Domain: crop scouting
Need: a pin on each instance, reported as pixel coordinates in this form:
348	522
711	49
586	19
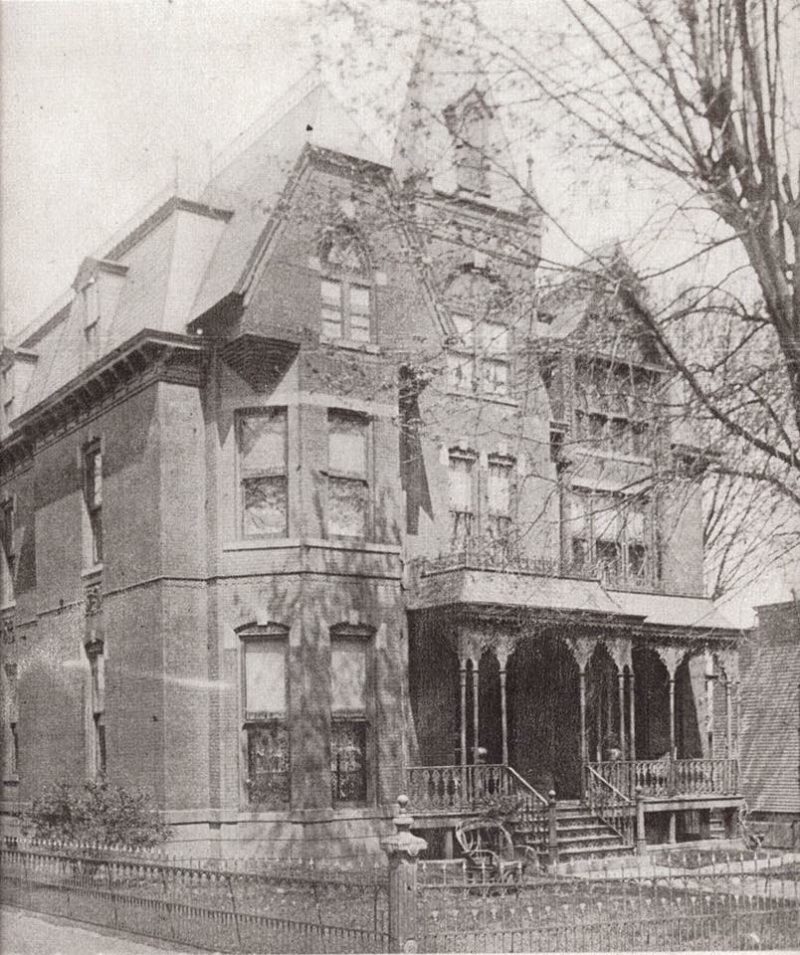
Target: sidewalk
29	933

┄┄┄┄┄┄

*EXERCISE DESCRIPTION:* Rewrite every line of the data above, shifting each pixel coordinate in the answers up by 83, and leave out the pictures.

*THE SOLUTION:*
Domain: crop scouting
Need: a pin on each instance, reported as pixel coordinates in this form:
348	522
711	49
586	19
Target: sidewalk
112	1016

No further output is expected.